**TASK TO CARRY OUT:**
Answer with a number only, giving how many lines in the data below include "calf".

----- EXTRACTED RECORDS

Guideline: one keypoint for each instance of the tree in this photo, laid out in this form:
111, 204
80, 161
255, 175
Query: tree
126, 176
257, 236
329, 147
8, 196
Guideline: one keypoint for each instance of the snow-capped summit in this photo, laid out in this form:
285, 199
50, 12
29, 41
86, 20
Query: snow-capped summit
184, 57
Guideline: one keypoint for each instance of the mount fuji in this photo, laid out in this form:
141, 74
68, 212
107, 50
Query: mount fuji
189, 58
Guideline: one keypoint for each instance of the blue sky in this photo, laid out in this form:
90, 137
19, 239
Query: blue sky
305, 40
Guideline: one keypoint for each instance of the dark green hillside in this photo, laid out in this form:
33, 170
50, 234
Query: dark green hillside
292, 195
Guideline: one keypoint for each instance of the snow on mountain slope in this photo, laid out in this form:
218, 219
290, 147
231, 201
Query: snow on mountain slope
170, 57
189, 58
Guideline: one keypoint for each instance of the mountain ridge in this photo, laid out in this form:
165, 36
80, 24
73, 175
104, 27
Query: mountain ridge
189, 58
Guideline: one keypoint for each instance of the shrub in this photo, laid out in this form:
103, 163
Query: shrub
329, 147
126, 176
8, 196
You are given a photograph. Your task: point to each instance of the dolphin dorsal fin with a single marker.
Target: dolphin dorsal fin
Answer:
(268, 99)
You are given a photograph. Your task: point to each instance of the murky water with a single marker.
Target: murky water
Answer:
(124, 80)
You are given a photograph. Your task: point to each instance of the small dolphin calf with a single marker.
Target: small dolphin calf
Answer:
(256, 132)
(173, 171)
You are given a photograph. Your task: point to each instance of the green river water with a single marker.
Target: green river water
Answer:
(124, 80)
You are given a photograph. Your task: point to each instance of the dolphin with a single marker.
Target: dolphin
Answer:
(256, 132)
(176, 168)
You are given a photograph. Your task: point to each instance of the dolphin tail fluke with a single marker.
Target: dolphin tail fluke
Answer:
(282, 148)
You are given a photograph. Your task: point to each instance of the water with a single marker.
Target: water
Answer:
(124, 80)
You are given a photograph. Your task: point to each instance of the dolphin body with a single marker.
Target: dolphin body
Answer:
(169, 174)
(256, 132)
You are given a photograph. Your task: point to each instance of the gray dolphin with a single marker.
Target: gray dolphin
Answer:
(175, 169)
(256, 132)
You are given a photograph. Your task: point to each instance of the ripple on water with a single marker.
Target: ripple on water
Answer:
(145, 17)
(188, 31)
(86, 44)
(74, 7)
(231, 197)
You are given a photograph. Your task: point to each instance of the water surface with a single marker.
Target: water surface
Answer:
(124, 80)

----------
----- EXTRACTED RECORDS

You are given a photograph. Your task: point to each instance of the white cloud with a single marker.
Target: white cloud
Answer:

----------

**REPLY TO THE TASK:**
2